Gauging triple stores with actual biological data
Mironov, Vladimir; Seethappan, Nirmala; Blondé, Ward; Antezana, Erick; Splendiani, Andrea; Kuiper, Martin
Journal article, Peer reviewed
View/ Open
Date
2012Metadata
Show full item recordCollections
- Institutt for biologi [2615]
- Publikasjoner fra CRIStin - NTNU [38688]
Abstract
Background: Semantic Web technologies have been developed to overcome the limitations of the current Web
and conventional data integration solutions. The Semantic Web is expected to link all the data present on the
Internet instead of linking just documents. One of the foundations of the Semantic Web technologies is the
knowledge representation language Resource Description Framework (RDF). Knowledge expressed in RDF is
typically stored in so-called triple stores (also known as RDF stores), from which it can be retrieved with SPARQL, a
language designed for querying RDF-based models. The Semantic Web technologies should allow federated
queries over multiple triple stores. In this paper we compare the efficiency of a set of biologically relevant queries
as applied to a number of different triple store implementations.
Results: Previously we developed a library of queries to guide the use of our knowledge base Cell Cycle Ontology
implemented as a triple store. We have now compared the performance of these queries on five non-commercial
triple stores: OpenLink Virtuoso (Open-Source Edition), Jena SDB, Jena TDB, SwiftOWLIM and 4Store. We examined
three performance aspects: the data uploading time, the query execution time and the scalability. The queries we
had chosen addressed diverse ontological or biological questions, and we found that individual store performance
was quite query-specific. We identified three groups of queries displaying similar behaviour across the different
stores: 1) relatively short response time queries, 2) moderate response time queries and 3) relatively long response
time queries. SwiftOWLIM proved to be a winner in the first group, 4Store in the second one and Virtuoso in the
third one.
Conclusions: Our analysis showed that some queries behaved idiosyncratically, in a triple store specific manner,
mainly with SwiftOWLIM and 4Store. Virtuoso, as expected, displayed a very balanced performance - its load time
and its response time for all the tested queries were better than average among the selected stores; it showed a
very good scalability and a reasonable run-to-run reproducibility. Jena SDB and Jena TDB were consistently slower
than the other three implementations. Our analysis demonstrated that most queries developed for Virtuoso could
be successfully used for other implementations.
______________________________
Exercise tasks:
1. According to the abstract, which triple store performed best in the group of moderate response time queries?
2. Copy the abstract word for word from "Conclusions: Our analysis" up to and including "for other implementations.".
Rely on the abstract alone.

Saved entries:
______________________________
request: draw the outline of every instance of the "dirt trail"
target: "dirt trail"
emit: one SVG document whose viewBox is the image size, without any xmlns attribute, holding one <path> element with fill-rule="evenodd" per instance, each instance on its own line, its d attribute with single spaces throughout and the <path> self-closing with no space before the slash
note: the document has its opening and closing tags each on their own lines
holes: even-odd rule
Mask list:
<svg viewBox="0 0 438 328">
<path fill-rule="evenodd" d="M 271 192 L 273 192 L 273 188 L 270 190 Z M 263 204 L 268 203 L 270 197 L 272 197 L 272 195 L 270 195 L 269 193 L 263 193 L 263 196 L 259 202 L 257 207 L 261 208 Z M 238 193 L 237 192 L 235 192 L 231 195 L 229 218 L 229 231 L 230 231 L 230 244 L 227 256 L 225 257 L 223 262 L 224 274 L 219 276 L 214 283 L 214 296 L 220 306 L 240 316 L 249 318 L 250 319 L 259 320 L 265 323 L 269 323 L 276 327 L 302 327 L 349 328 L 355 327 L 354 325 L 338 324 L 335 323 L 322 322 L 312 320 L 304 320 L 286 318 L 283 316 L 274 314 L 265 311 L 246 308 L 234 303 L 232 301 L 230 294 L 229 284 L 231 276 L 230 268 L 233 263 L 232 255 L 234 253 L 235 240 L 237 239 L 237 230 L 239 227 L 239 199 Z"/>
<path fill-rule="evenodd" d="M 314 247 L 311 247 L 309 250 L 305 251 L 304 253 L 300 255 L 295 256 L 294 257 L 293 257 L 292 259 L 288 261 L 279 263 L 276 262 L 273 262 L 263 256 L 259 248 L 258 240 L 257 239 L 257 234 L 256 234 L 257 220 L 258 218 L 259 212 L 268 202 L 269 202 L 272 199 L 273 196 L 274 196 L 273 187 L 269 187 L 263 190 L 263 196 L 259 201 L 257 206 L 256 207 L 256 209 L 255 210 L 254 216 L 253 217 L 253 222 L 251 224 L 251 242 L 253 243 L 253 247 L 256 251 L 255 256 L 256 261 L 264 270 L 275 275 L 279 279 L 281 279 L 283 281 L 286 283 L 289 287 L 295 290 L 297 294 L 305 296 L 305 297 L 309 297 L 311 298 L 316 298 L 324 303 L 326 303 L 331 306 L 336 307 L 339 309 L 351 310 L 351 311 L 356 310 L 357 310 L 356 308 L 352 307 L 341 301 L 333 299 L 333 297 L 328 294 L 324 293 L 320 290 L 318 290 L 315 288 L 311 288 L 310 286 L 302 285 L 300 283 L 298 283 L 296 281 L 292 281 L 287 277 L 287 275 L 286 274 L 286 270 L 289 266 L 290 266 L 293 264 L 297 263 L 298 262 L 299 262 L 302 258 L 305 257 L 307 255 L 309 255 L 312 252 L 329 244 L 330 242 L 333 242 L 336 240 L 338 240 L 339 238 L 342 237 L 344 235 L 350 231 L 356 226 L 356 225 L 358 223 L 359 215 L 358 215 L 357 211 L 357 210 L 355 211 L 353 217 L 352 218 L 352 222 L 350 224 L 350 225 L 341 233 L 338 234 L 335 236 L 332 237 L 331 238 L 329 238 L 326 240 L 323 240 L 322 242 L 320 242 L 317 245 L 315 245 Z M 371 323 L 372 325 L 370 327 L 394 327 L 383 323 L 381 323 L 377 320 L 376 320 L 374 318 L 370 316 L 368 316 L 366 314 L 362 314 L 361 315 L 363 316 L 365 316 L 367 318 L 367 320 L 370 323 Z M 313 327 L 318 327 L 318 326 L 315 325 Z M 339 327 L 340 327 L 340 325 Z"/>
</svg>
______________________________
Answer list:
1. 4Store

2.
Conclusions: Our analysis showed that some queries behaved idiosyncratically, in a triple store specific manner,
mainly with SwiftOWLIM and 4Store. Virtuoso, as expected, displayed a very balanced performance - its load time
and its response time for all the tested queries were better than average among the selected stores; it showed a
very good scalability and a reasonable run-to-run reproducibility. Jena SDB and Jena TDB were consistently slower
than the other three implementations. Our analysis demonstrated that most queries developed for Virtuoso could
be successfully used for other implementations.